→ **INSTRUCTIONS TO FOLLOW**
Return the passage from the account of a visit to a traditional healer, copied exactly, from "He quickly got" up to and including "me his scribes.".

A friend suggested I meet this highly respected traditional healer in the Boeng Kak slum area of Phnom Penh. One of my goals was to have a talisman made to protect me on the journey back home. The other was to explore the role of a traditional healer in Khmer culture. As a nurse, I am always facinated to learn about different ways of healing, and this was an opportunity I just could not pass on.

When I walked into his home I was startled by the contrast between my expectations and my reality. There laying before me cachectic, sick and hooked up to a lipid IV infusion was this revered healer my friend had told me about.

He told me that the doctor had come by earlier that morning and started the lipid infusion before leaving him to fend for himself. I was cringing inside thinking of all the potential complications that could be. Every time I travel I inevitably struggle between being a photographer and being a nurse. It is scenes like this that I struggle with years after encountering them.

I was traveling with a fellow photographer who was also a pharmacist and I recall us both looking at each other with pained expressions on our faces. Remembering that “normal” is relative to where you are can be a very difficult thing at times. Though we expressed concern at his state he dismissed our worries and beckoned us closer into the room..

He quickly got down to the business of making me a talisman; a process that begun with inscribing magical spells onto a piece of lead.

When I asked if it was possible for me to see the magical spells he held up the piece of lead and showed me his scribes.

So worn down and fatigued, he was unable to complete making the talisman so he handed it to his wife for her to complete the process of making it into a bracelet.

She rolled the sheet of lead, spells facing inward over a bracelet of red string.

She gently bent and curved the lead, molding it into its final form....my bracelet.

She handed it back to him to whisper and blow magic into it before she wrapped it around my wrist.

My curiosity got the better of me and I politely asked him what his “illness” was. He told me he was having stomach cramps but that the western medicine was helping. When asked if he knew what the cause was he stated that he believed it was the curse from another traditional healer who was envious of him and his power. He said he had no qualms about mixing traditional and western medicine to fight this curse because he knew that his magic was strong enough to fight back.

I walked away from this experience with a better appreciation for how healing doesn't have to be either or. Healing doesn't always look like I expect it to look; even when i am an expert in a certain way of healing. And that sometimes, the patients belief in the healing powers of a form of therapy is as strong or stronger than the therapy itself.

→ **ENTRIES SUPPLIED**
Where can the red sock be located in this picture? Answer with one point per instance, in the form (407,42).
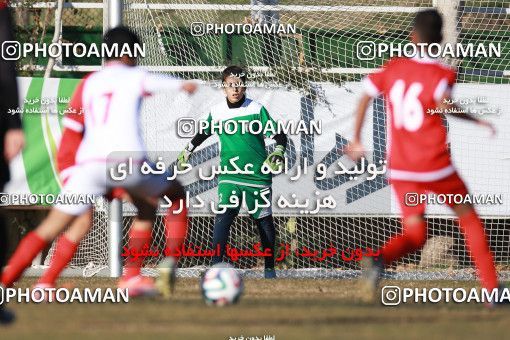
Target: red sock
(412,239)
(64,253)
(176,227)
(27,250)
(477,245)
(138,239)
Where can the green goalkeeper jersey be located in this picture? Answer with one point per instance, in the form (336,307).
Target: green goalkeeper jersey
(242,131)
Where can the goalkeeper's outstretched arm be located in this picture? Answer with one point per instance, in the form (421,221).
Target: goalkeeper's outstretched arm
(277,156)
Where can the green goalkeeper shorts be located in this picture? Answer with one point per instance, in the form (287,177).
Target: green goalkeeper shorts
(257,200)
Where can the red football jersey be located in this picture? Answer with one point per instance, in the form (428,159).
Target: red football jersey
(416,139)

→ **OUTPUT FOR THIS EXERCISE**
He quickly got down to the business of making me a talisman; a process that begun with inscribing magical spells onto a piece of lead.

When I asked if it was possible for me to see the magical spells he held up the piece of lead and showed me his scribes.